> _Stated goal A_:
Answer these questions from the text on vacationing in Canada, one answer per line and marked to match:
(i) Where does the text rank Canada by size among the world's countries?
(ii) How many words does the Monthly Letter have room for?
(iii) What does the text offer as a haven of refuge to someone who wants to get away from people?

> _Supplied text_:
####

Canada holds all the lure and opportunity of a new frontier. At the same time it provides the comforts and conveniences of the space age.
Not everyone has the same idea of what an ideal vacation is, but whatever your choice, you can find it in this second-biggest country in the world, from the night life of the metropolis to the 24-hour-sunshine of the far northwest.
Are you tired out by the complexity of life so that you want above all to get away from people? Here is a lakeside or a mountain top offering you a haven of refuge. Are you bored by rural or small town life? Here are the thrills of crowded city streets, or the spirit of adventure in canoe or car, on waterways and highways from sea to sea and north and south.
If it is true that a picture is worth a thousand words, then only a massive computer could calculate the number of words needed to picture Canada, and this Monthly Letter, alas! has room for only 3,000 words.
What do you seek?

####

> _Records supplied_:
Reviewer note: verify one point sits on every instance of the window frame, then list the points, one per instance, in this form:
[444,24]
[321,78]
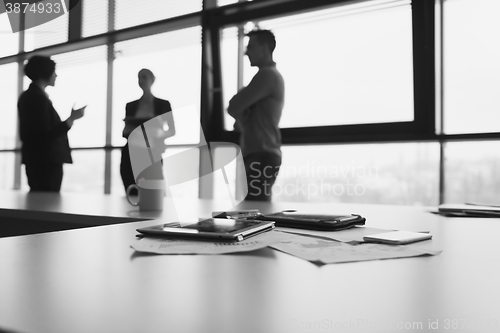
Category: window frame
[423,125]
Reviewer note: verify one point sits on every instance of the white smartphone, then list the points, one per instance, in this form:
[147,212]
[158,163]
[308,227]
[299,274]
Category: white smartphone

####

> _Stated goal B_:
Report each line of the records above that contains the word "sits".

> _Task answer A_:
(i) Second-biggest
(ii) 3,000
(iii) A lakeside or a mountain top

> _Task answer B_:
Reviewer note: verify one point sits on every instance of the window frame, then list the points, one per instance, in this form:
Reviewer note: verify one point sits on every instance of the white smartphone, then list the points, one per instance, in this form:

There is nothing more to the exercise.